What to produce: What follows are records. Restate all of them word for word.

Named-object pointing records:
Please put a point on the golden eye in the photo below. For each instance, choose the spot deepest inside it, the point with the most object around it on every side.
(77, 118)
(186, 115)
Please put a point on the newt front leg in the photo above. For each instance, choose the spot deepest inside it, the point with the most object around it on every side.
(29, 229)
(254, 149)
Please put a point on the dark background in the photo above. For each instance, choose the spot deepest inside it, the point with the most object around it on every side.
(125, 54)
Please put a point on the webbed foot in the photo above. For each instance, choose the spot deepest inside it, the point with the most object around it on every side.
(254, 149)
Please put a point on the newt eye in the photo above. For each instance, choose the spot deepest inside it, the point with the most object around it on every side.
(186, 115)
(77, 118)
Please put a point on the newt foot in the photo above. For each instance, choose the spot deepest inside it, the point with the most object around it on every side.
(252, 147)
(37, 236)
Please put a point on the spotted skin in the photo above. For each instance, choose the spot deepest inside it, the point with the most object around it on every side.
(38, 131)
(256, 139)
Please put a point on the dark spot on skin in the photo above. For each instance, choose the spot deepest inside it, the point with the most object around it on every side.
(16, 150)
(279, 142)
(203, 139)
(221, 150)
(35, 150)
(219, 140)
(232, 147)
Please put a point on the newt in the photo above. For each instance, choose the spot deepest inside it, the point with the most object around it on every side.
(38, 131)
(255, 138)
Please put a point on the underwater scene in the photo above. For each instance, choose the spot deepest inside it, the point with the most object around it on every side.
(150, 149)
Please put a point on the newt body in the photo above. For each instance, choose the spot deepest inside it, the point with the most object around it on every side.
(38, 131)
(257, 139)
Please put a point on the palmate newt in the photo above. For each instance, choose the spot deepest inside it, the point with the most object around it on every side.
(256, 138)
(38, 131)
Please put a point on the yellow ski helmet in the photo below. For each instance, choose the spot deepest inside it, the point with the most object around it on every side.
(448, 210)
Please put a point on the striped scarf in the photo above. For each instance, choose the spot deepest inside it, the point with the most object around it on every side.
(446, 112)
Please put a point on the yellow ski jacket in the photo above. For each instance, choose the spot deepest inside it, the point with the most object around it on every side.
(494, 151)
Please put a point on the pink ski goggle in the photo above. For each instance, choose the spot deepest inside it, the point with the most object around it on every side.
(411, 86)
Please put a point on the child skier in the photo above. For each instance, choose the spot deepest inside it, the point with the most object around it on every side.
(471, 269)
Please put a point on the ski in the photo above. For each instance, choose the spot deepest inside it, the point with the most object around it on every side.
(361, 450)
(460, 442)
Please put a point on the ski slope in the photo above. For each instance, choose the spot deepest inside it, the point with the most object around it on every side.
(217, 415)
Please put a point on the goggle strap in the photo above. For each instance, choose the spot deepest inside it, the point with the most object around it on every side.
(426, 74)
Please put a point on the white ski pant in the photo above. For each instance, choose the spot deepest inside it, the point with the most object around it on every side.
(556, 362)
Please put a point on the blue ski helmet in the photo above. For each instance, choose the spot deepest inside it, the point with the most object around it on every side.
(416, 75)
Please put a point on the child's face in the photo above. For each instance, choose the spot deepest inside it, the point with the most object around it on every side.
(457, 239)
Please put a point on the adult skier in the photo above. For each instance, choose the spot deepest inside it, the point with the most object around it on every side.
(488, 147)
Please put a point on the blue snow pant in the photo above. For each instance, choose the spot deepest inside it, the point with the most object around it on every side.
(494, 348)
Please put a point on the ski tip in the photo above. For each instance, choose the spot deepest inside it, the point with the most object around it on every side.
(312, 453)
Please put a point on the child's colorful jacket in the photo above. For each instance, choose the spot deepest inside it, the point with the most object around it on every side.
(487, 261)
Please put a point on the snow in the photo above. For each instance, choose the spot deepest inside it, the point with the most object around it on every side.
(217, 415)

Answer to the exercise:
Please put a point on the golden eye in the photo below. For each instance, choose the spot deepest inside it, the point with the most object around it on every side.
(77, 118)
(186, 115)
Please put a point on the newt front leg in the photo above. For each instance, choose the spot deepest inside it, the point with the most object around it on every side.
(29, 229)
(254, 149)
Please put a point on the dark background in the photo above. For each instance, choose the spot deepest inside it, the point with the most object around it on every side.
(125, 54)
Please put a point on the webbed foot in the photo above. For each instance, choose the spot deepest inside it, the point with the most object around it on every side.
(254, 149)
Please put a point on the newt eye in the photo above. For each instance, choose the spot deepest inside it, the point with the most object around it on every side.
(186, 115)
(77, 118)
Please put a point on the newt foot in the photo above. For each instance, choose the spot deepest inside it, the point with the most object around it on every side.
(252, 147)
(37, 236)
Please put a point on the spotted skin in the photo above. For each instance, choose the spot deepest inside it, the point with the most object around it on every side.
(38, 131)
(256, 139)
Please put a point on the dark spot on skin in the photo above. For each instance, choose the spot deepest inside it, the point with the most object around it on every side.
(16, 150)
(279, 142)
(203, 139)
(221, 150)
(35, 150)
(219, 140)
(232, 147)
Please put a point on the newt in the photo above. For each instance, choose the spot deepest inside it, the point with the most object around it on every side.
(38, 131)
(255, 138)
Please put a point on the underwater scene in the photo above. For each instance, choose the spot deepest inside it, the point with the most object around it on every side.
(150, 149)
Please put a point on the newt body in the photo above. For each instance, choose the spot deepest inside it, the point with the most object around it on every side.
(38, 131)
(257, 139)
Please put a point on the palmate newt in the photo above. For each instance, choose the spot deepest inside it, the point with the most object around it on every side.
(256, 138)
(38, 131)
Please put a point on the yellow ski helmet in the photo below. For each instance, choose the spot deepest inside it, the point with the most object around it on every side.
(448, 210)
Please put a point on the striped scarf in the photo above. For each instance, choose the spot deepest inside it, the point with the most object around it on every side.
(446, 112)
Please put a point on the yellow ski jacket in the photo above. For each instance, choose the spot deepest inside it, the point with the most object around it on every side.
(494, 151)
Please put a point on the pink ski goggle in the photo above. For each instance, choose the spot deepest inside it, the point with the most object around it on every side.
(411, 86)
Please put a point on the child skier in the photo above. For each instance, choose the spot deepest inside it, the point with the most object around it on every side.
(471, 269)
Please put a point on the ski in the photo above. For each instance, choose the spot deepest inside it, the point with the most object around it on every side.
(361, 450)
(460, 442)
Please put a point on the ski slope in the photo above. For each instance, choose the spot deepest inside it, the point with the most object around it on every side.
(217, 415)
Please put a point on the goggle strap in the photo above. For each instance, choose the spot deepest inside it, the point with the most object around it on every side.
(426, 74)
Please put a point on the white ski pant in the photo above. For each instance, choose the spot deepest inside it, the point with the most object around it on every side.
(556, 362)
Please put a point on the blue ski helmet in the photo above. For each instance, choose the spot deepest inside it, the point with the most object around it on every side.
(416, 75)
Please put a point on the child's face in the photo above. For each instance, choose the spot deepest inside it, the point with the most object around it on every side.
(457, 239)
Please put a point on the adult skier in the photo above. For each instance, choose the spot deepest inside it, the point with the most object around it on every side.
(488, 147)
Please put a point on the blue snow pant in the photo above. For each instance, choose the spot deepest inside it, the point with the most object around it on every side.
(494, 348)
Please put a point on the ski tip in the photo above. For each instance, choose the spot deepest inside it, the point with the most object around it on every side.
(312, 453)
Please put a point on the child's colorful jacket in the photo above. For each instance, choose the spot deepest inside it, the point with the most object around it on every side.
(487, 261)
Please put a point on the snow in the photo above. For each instance, choose the spot deepest inside it, the point with the most object around it on every side.
(217, 415)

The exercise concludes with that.